▶ **What is asked**:
1. Please copy the post on writing multiple choice questions starting at "Checklist: answer &" and ending at "all answers correct)", switching "stem" to "prompt".
2. According to the post on writing multiple choice questions, which two parameters can be measured using item response theory?
3. List every assessment term that the post on writing multiple choice questions defines in its review of assessment terminology.

▶ **Source**:
────────────────

Wednesday, July 30, 2014

Writing good multiple choice questions

Lots of us use MCQs in homeworks, exams, quizzes, etc., and there's a wealth of info on writing good ones.  Beyond the obvious things like "make all the distractors plausible", here are some tips I've distilled from various sources, which are listed at the end according to the numbered citations.

Review of assessment terminology

  • Bloom's taxonomy orders cognition levels from "lower" to "higher": knowledge (recall/memory), comprehension, application, analysis, synthesis, evaluation.  Challenge is to test the higher-level skills using multiple choice questions.

  • Reliability: the extent to which a learner's answer to a question reflects her true knowledge. Guessing and slipping can thwart it.

  • Discrimination: how well a question separates learners who really understand it from those who don't.

  • Difficulty: the median level of mastery above which students are likely to get the question right.  Difficulty and discrimination are two of the parameters that can be measured using item response theory.

  • Transfer: the extent to which successful performance on an assessment will allow valid generalizations about achievements to be made.

Checklist: the stem (base of question)

  • Write a stem that is specific to the question: this immediately focuses the question on a specific learning outcome.
    BEFORE: Which of the following statements is true?  [various statements about unit tests]
    AFTER: Which characteristic is most commonly observed in unit tests?  [rephrase choices to focus on characteristics of unit tests]

  • Don't put "fill-in blanks" in the stem—it increases student cognitive load without testing their cognition any better.
    BEFORE:  Mocks and ____ allow you to isolate behaviors in unit tests.
    AFTER: Besides mocks, what other mechanism allows you to isolate behaviors in unit tests?

Checklist: answer & distractors

  • Every answer should form a grammatically correct sentence when appended to the stem (pronoun agreement, etc.)

  • Keep items similar in length, complexity, formality, tone, etc., and avoid re-using exact wording from lecture/textbook/notes.  Otherwise student may pick the "most textbook-like" answer, the "most nuanced" answer, the longest answer, etc.

  • Either truly randomize the order of the answers, or use a deterministic rule such as alphabetical order.

  • Avoid questions where students could get right answer for wrong reason (even if not guessing): 

    • "all of the above" (students who can identify >1 correct answer can choose it even if don't understand why all answers correct)

    • "none of the above" (better, but may be chosen even if misconception of why true)

    • true/false questions (you won't know if they understand why it's true or false, plus can guess)

    • negative questions (unless learning outcome specifically requires it, i.e., being able to indicate a non-example of something; otherwise students may be able to identify an incorrect answer without knowing the correct answer).

  • Avoid complex combinations of items ("(a) and (b) only", "all of (a),(b),(c)" etc): a sophisticated test-taker can use partial knowledge to guess correct answer. (Also, students hate this kind of question since they may get no partial credit for knowing part of the answer.)
    Possible alternative: "Select all that apply" of N choices, and get 1/N of credit for correctly determining whether each choice is checked or not.

How many choices per question?  TL;DR:  Three.

────────────────

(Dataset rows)
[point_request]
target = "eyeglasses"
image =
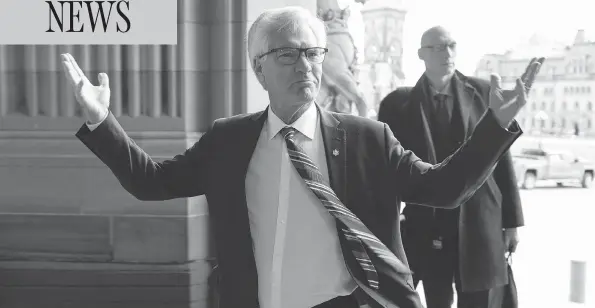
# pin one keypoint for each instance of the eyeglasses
(442, 47)
(290, 55)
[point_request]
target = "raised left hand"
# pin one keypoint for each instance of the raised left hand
(511, 239)
(506, 104)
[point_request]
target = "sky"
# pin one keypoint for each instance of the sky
(481, 26)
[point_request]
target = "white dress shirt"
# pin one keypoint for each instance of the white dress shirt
(296, 247)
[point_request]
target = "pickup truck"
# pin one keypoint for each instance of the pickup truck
(533, 165)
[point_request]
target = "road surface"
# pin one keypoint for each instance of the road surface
(560, 227)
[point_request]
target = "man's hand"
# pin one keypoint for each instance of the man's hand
(511, 239)
(94, 100)
(506, 104)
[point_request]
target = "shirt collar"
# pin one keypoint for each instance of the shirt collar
(305, 124)
(447, 90)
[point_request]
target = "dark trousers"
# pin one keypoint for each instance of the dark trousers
(439, 273)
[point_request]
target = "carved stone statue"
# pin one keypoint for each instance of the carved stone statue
(339, 89)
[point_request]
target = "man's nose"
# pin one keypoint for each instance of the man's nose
(302, 64)
(450, 51)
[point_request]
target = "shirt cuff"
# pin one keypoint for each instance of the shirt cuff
(94, 126)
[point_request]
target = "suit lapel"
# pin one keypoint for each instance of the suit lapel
(335, 146)
(245, 146)
(418, 96)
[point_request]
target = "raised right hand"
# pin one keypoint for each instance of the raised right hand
(94, 100)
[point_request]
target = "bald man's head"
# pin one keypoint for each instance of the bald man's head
(438, 51)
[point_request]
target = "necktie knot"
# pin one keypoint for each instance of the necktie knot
(288, 132)
(440, 98)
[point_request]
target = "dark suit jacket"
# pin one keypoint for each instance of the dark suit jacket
(494, 206)
(370, 174)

────────────────

▶ **The results**:
1.
Checklist: answer & distractors

  • Every answer should form a grammatically correct sentence when appended to the prompt (pronoun agreement, etc.)

  • Keep items similar in length, complexity, formality, tone, etc., and avoid re-using exact wording from lecture/textbook/notes.  Otherwise student may pick the "most textbook-like" answer, the "most nuanced" answer, the longest answer, etc.

  • Either truly randomize the order of the answers, or use a deterministic rule such as alphabetical order.

  • Avoid questions where students could get right answer for wrong reason (even if not guessing): 

    • "all of the above" (students who can identify >1 correct answer can choose it even if don't understand why all answers correct)

2. Difficulty and discrimination.

3.
Bloom's taxonomy
Reliability
Discrimination
Difficulty
Transfer